• [Dataset records]:
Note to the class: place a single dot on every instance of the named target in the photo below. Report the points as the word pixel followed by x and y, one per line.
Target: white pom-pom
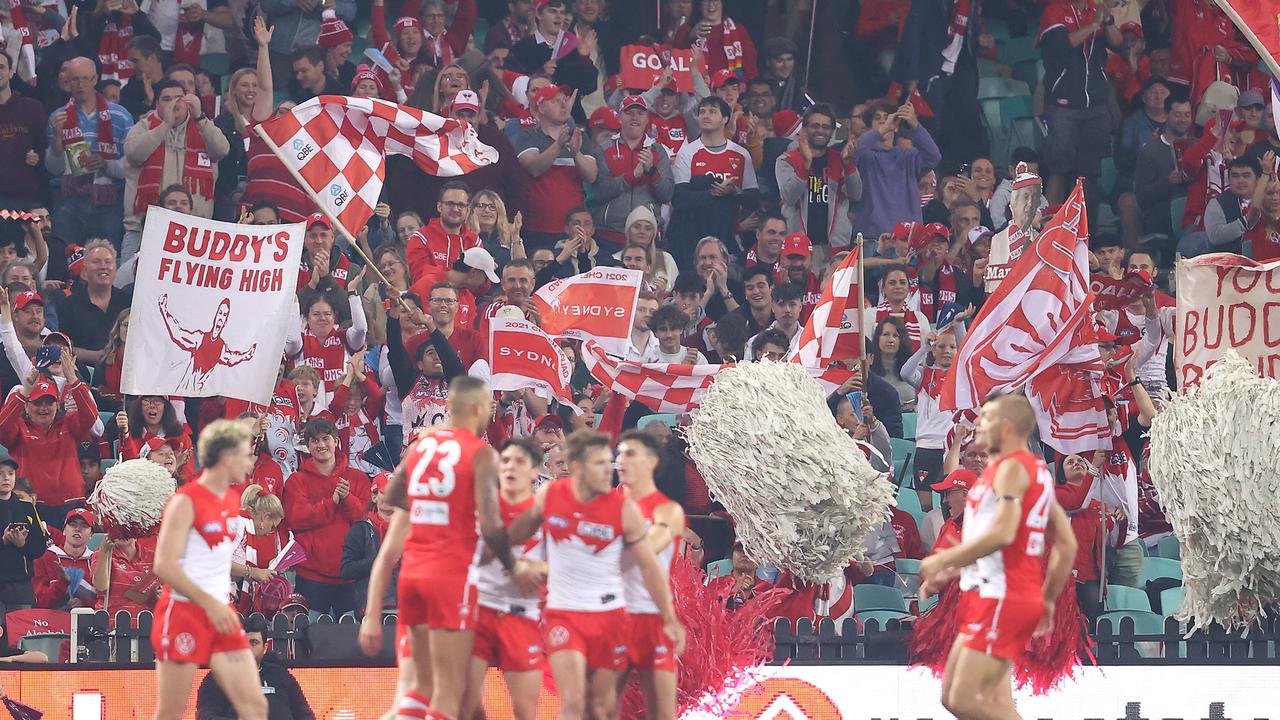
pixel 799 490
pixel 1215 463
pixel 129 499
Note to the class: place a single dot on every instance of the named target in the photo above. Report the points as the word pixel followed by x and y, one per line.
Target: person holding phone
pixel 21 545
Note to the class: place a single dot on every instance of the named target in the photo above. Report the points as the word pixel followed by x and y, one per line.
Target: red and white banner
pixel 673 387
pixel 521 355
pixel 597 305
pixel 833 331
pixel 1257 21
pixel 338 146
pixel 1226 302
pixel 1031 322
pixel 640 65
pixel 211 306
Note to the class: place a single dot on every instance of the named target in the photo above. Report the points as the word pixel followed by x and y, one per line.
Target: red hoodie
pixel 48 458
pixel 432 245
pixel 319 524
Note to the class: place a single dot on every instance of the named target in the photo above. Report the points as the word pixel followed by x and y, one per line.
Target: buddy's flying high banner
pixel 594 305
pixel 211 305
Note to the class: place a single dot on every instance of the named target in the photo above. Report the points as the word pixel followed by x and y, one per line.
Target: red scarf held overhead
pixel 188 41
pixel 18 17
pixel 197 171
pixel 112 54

--

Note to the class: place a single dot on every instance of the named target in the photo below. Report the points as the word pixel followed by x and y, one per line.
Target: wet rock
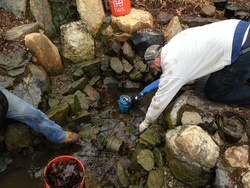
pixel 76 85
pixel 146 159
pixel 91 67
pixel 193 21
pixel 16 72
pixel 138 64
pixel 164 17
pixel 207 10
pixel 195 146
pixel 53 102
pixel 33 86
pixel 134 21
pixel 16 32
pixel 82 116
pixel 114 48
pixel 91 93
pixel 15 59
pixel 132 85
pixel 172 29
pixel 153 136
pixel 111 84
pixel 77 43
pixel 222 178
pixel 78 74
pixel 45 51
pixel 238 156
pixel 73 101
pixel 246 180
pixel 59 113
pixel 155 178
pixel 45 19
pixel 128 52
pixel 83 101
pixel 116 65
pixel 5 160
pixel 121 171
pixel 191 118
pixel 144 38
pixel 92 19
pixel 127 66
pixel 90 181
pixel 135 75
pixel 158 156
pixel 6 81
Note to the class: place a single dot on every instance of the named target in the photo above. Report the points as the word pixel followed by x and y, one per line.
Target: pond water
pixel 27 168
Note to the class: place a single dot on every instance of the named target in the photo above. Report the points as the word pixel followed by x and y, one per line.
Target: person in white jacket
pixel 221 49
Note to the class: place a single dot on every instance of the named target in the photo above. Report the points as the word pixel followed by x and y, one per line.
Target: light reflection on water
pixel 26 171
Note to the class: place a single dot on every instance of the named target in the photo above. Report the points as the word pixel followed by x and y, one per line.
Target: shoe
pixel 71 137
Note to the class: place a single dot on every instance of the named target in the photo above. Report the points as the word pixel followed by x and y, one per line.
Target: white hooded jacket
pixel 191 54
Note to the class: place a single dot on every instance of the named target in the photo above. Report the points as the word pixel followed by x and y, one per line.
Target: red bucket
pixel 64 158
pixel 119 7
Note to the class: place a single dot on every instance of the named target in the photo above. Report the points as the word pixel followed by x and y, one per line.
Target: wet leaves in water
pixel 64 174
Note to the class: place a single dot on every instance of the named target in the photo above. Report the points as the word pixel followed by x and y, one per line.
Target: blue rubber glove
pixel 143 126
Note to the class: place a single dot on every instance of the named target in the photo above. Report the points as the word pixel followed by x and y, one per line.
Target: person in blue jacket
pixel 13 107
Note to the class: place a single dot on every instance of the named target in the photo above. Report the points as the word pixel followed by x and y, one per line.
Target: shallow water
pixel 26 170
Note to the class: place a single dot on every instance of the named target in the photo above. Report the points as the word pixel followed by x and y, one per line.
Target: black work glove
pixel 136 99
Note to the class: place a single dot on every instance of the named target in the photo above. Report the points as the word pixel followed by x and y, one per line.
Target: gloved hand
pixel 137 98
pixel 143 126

• [Do this]:
Tally the lines in the rows above that contain the string "person", and give only the number.

• [Final answer]:
3